◆ WHAT IS REQUIRED
Filter the entries down to the lines containing "this", and copy those lines.
---------- EXCERPTED DATA ----------
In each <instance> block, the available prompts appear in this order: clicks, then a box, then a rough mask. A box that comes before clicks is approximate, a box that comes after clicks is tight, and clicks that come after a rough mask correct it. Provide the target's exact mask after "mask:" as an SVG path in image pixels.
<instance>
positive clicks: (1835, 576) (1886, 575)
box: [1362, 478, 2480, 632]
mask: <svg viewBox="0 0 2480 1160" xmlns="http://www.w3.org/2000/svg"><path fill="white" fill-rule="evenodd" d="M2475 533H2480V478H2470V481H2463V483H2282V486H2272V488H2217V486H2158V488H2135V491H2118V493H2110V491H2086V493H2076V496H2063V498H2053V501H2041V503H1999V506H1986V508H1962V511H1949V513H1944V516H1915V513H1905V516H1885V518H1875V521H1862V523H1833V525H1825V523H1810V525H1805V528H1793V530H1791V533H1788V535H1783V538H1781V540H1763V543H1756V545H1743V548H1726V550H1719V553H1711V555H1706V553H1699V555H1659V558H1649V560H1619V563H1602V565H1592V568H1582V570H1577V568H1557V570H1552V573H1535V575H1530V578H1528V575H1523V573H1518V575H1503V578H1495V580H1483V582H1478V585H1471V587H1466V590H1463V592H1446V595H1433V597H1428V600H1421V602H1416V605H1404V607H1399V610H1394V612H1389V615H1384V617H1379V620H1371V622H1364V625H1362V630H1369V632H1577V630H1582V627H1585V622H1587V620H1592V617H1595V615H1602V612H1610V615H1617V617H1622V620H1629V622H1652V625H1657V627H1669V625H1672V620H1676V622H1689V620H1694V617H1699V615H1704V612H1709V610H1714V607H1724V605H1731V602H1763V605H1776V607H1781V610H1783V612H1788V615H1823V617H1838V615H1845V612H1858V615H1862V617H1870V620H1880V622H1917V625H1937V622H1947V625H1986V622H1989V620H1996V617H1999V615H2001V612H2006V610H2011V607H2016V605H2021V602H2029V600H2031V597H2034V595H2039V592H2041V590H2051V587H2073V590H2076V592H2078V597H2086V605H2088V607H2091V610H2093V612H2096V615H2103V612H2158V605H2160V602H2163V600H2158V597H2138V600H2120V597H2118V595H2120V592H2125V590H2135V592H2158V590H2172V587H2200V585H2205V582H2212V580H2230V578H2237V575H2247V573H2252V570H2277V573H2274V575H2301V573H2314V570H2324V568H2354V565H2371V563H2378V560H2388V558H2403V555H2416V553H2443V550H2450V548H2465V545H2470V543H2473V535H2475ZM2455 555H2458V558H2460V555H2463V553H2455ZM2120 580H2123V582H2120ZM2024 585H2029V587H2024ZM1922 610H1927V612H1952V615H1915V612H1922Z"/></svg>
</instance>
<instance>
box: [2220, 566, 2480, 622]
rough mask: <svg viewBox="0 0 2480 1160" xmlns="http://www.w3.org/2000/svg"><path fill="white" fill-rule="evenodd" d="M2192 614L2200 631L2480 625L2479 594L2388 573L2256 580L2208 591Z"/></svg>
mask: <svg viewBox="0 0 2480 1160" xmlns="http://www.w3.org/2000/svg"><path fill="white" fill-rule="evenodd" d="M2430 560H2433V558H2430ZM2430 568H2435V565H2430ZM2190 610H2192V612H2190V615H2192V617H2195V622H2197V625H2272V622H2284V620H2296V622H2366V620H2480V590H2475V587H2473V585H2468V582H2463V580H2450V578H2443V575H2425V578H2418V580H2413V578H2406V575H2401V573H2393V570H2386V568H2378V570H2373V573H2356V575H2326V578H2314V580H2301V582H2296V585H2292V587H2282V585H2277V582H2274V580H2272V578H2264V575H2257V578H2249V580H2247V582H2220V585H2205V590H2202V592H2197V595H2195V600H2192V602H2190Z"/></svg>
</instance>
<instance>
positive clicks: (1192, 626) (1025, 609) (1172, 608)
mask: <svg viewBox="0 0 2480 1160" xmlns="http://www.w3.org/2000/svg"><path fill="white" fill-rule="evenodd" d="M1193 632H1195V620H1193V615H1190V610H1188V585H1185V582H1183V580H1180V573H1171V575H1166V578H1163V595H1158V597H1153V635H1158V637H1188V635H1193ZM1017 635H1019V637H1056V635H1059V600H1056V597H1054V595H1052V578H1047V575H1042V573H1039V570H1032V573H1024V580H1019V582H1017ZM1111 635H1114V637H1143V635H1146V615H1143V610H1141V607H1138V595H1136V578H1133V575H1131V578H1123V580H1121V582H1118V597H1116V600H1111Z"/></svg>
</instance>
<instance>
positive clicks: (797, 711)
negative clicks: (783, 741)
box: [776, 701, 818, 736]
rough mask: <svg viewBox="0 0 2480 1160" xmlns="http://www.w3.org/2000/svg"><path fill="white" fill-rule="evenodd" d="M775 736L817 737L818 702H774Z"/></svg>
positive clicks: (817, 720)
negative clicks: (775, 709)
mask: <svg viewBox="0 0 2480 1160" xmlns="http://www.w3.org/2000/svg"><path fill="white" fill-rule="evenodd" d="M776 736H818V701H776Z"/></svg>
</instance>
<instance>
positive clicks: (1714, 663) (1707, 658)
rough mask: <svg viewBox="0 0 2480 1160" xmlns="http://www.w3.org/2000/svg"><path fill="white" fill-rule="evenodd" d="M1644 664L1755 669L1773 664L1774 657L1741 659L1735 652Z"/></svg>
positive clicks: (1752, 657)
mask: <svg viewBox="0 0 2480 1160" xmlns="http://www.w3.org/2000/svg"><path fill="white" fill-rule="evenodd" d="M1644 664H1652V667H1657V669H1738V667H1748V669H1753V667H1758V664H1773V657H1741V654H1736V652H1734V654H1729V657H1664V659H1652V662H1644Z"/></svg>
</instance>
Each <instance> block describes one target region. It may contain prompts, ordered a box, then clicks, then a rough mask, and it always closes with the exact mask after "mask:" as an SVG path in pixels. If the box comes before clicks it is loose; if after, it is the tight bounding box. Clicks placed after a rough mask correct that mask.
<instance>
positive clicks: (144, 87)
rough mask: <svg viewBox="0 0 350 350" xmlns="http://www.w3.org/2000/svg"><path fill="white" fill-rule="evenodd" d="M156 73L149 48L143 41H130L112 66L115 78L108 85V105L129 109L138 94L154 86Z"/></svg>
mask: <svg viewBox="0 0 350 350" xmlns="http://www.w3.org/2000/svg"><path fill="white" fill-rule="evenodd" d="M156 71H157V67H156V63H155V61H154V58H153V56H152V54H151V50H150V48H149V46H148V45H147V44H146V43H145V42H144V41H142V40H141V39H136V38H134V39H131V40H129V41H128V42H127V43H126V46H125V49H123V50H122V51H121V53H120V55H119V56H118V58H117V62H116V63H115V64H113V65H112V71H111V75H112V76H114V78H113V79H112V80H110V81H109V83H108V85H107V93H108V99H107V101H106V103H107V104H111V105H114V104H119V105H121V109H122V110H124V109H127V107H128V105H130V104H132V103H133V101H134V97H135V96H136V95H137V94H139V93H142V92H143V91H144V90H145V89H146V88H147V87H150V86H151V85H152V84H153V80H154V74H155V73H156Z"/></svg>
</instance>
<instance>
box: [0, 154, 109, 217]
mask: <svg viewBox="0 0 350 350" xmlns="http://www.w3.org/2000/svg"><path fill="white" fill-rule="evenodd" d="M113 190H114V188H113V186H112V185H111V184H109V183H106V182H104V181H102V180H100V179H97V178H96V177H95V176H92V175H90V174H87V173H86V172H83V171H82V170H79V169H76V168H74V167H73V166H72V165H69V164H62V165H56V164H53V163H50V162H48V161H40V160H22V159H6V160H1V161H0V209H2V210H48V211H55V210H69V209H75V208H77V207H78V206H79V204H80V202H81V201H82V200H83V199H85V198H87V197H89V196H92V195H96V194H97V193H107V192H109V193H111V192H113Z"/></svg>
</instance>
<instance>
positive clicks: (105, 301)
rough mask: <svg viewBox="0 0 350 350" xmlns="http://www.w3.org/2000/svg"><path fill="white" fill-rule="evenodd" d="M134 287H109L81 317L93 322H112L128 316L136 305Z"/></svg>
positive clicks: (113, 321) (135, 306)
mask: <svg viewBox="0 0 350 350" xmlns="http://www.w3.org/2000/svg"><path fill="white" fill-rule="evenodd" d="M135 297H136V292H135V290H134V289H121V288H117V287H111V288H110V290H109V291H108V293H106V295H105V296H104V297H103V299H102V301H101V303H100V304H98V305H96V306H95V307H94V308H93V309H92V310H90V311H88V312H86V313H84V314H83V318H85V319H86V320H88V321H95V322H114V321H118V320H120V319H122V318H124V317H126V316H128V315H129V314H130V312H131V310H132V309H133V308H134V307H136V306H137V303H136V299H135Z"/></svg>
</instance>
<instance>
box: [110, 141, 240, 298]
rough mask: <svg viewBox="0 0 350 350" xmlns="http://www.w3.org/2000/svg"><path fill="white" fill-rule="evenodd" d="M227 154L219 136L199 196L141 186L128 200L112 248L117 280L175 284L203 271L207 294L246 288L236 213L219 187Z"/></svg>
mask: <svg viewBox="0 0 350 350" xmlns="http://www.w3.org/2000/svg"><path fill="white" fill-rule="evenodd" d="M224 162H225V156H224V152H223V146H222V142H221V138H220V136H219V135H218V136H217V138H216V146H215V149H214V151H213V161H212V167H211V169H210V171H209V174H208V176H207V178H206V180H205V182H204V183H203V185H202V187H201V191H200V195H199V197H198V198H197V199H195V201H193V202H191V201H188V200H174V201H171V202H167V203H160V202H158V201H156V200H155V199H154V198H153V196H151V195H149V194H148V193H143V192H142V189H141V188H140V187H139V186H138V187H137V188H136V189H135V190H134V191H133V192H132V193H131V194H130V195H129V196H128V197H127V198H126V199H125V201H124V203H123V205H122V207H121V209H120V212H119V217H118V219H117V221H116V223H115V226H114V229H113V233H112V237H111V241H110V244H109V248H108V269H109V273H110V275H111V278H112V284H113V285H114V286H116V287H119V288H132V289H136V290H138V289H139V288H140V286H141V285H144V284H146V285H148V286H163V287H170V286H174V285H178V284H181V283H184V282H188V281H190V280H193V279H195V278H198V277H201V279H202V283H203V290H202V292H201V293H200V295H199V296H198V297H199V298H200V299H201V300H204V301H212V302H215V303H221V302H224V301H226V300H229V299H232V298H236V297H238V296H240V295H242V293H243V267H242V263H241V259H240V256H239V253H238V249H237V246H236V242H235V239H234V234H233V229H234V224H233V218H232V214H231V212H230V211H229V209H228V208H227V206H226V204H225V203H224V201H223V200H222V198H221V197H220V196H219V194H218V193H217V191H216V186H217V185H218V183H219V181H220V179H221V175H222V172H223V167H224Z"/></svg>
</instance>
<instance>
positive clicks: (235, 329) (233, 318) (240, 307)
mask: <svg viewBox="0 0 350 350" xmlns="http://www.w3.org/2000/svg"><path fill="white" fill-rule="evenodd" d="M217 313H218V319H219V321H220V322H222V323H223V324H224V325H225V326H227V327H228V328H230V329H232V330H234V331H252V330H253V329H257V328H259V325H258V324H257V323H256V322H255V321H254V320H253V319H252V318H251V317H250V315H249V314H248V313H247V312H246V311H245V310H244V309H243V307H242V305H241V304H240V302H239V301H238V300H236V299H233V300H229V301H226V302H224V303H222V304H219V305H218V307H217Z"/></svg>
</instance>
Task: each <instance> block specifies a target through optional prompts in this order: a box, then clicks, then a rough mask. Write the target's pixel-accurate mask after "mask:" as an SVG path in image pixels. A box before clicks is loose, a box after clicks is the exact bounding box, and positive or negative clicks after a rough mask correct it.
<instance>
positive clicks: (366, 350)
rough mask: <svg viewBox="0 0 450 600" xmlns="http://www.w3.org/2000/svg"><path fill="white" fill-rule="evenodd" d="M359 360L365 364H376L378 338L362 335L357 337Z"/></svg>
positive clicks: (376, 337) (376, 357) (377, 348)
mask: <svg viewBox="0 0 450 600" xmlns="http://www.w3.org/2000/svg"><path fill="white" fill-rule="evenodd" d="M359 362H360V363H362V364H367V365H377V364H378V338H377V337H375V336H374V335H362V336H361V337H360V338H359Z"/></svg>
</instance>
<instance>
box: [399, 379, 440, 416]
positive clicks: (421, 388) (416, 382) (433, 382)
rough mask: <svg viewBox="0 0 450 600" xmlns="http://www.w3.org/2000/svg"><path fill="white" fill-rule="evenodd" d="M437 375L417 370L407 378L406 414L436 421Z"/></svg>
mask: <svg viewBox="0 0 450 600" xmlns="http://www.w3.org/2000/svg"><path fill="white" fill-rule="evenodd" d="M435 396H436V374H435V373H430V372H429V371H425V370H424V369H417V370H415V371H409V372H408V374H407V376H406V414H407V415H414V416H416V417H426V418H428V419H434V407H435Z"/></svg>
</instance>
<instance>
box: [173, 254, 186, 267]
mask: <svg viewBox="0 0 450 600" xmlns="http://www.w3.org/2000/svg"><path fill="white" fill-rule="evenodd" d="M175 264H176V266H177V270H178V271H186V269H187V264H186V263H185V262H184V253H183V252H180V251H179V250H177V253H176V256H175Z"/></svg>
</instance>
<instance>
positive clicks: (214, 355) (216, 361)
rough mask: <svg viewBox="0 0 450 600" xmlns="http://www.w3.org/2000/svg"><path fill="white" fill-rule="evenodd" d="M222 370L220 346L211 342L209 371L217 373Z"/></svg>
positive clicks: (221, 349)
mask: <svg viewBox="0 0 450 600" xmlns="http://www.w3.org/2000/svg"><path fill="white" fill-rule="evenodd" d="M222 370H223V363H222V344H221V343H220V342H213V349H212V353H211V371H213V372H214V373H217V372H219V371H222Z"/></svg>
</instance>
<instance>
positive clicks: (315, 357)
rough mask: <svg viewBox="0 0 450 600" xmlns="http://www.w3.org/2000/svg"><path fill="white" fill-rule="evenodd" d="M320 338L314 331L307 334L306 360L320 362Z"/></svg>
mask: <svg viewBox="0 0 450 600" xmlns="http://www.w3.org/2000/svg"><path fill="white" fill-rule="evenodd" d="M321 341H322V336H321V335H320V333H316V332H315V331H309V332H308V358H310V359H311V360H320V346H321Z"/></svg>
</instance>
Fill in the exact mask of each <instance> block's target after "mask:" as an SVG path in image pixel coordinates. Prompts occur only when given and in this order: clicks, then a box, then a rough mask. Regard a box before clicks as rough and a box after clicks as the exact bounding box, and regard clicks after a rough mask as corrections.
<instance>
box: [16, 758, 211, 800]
----------
◆ WRITTEN REPLY
In each <instance> block, the available prompts appear in this order: clicks, then a box, then a rough mask. A box that comes before clicks is approximate, a box that comes after clicks is tight, and clicks that come after a rough mask correct it. Provide the target's exact mask after "mask:" as an SVG path in image pixels.
Task: each <instance> block specifies a target through optional prompts in this order: a box, then clicks, then a rough mask. Write the target's pixel-accurate mask after "mask:" as an SVG path in image pixels. A box before clicks is loose, a box after clicks is the exact bounding box, and positive or negative clicks after a rough mask correct it.
Fill in the exact mask of each <instance> block's target after "mask:" as an SVG path in image pixel coordinates. Prompts occur only when given and in this order: clicks, then a box, then a rough mask. Regard a box before clicks as rough and a box after clicks as the exact bounding box, and regard clicks after a rough mask as corrections.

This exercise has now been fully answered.